## Ejercicio breve
Reescribe el pasaje del texto sobre el encuentro con Groucho Marx, todo lo que va desde "Traducción de Alberto" hasta "era Bridget Brophy.", y sustituye "Belgravia" por "Chelsea".

## Fragmento proporcionado
Traducción de Alberto Sierra Méndez
O’Brien, Simic, Thompson et al
Edna O’Brien
En los excitantes sesenta estaba en Londres cuando fui misteriosamente invitada a una fiesta. En algún lugar de Belgravia. Me senté junto a Groucho Marx, quien, puedo decirlo sin ningún riesgo, era una de las personas más reservadas y taciturnas que hubiera conocido. Finalmente, y en respuesta a algún confuso cumplido de mi parte, me preguntó a qué me dedicaba. Le confesé que era escritora. Se dio cuenta de que yo era irlandesa y, después de un momento de meditación, llamó la atención de su esposa, quien estaba sentada en otra mesa, para preguntarle el nombre de la irlandesa que escribía de forma muy divertida sobre la vida conventual y que ellos admiraban tanto. Yo esperé encantada el inminente cumplido, pero así es el destino: la escritora a quien admiraban era Bridget Brophy.

(Registros de etiquetado de formas)
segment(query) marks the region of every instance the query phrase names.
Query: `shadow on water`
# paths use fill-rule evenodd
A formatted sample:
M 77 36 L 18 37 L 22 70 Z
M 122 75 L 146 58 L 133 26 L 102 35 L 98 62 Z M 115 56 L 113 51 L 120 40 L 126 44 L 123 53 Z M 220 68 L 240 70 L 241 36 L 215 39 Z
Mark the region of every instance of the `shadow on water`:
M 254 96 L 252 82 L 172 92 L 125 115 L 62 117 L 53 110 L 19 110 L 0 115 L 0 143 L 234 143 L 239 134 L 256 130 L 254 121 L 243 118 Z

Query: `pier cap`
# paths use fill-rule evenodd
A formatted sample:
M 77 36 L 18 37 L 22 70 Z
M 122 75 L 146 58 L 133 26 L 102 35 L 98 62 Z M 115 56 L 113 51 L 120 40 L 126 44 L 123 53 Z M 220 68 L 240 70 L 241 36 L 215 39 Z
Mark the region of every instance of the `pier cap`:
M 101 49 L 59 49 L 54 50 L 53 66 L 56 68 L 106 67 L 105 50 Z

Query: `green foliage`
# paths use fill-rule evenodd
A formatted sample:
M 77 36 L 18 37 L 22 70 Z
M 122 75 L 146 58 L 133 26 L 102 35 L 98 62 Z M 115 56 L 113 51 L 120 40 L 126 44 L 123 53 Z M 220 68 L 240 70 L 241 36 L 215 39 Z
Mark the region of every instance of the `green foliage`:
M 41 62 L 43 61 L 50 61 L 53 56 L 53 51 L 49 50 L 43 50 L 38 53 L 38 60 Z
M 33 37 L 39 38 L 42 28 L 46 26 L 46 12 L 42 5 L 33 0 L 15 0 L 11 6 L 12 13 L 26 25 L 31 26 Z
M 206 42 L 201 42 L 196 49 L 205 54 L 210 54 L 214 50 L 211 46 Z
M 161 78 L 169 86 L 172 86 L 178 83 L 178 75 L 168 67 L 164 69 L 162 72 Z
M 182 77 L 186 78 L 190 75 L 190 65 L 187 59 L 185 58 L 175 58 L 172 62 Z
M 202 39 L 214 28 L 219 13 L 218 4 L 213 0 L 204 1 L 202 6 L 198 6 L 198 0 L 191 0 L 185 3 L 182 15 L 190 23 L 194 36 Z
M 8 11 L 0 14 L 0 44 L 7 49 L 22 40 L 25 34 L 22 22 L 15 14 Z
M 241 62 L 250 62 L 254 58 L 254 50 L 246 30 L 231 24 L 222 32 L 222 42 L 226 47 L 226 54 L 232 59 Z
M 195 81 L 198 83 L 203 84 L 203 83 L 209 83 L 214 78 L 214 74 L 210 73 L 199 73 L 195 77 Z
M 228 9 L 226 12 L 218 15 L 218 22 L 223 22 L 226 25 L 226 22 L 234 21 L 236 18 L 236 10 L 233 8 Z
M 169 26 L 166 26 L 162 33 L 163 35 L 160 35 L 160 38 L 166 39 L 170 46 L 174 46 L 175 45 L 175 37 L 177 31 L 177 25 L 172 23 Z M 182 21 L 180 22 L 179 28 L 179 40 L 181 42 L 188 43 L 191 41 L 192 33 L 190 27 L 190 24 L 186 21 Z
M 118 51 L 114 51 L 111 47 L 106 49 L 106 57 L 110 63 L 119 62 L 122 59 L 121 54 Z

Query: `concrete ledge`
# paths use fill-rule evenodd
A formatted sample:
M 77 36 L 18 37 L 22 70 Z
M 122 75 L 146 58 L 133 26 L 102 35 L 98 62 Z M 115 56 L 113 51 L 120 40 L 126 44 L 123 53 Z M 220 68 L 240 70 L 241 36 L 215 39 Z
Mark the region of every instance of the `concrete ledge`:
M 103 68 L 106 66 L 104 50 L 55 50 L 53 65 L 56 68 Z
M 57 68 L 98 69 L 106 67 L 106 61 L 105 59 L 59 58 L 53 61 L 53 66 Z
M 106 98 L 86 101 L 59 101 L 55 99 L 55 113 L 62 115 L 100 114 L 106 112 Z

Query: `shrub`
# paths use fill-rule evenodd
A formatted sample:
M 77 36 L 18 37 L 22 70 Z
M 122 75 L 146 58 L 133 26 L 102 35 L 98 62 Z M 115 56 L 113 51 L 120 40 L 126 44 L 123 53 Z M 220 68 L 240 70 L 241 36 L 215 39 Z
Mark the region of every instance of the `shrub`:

## Resultado final
Traducción de Alberto Sierra Méndez
O’Brien, Simic, Thompson et al
Edna O’Brien
En los excitantes sesenta estaba en Londres cuando fui misteriosamente invitada a una fiesta. En algún lugar de Chelsea. Me senté junto a Groucho Marx, quien, puedo decirlo sin ningún riesgo, era una de las personas más reservadas y taciturnas que hubiera conocido. Finalmente, y en respuesta a algún confuso cumplido de mi parte, me preguntó a qué me dedicaba. Le confesé que era escritora. Se dio cuenta de que yo era irlandesa y, después de un momento de meditación, llamó la atención de su esposa, quien estaba sentada en otra mesa, para preguntarle el nombre de la irlandesa que escribía de forma muy divertida sobre la vida conventual y que ellos admiraban tanto. Yo esperé encantada el inminente cumplido, pero así es el destino: la escritora a quien admiraban era Bridget Brophy.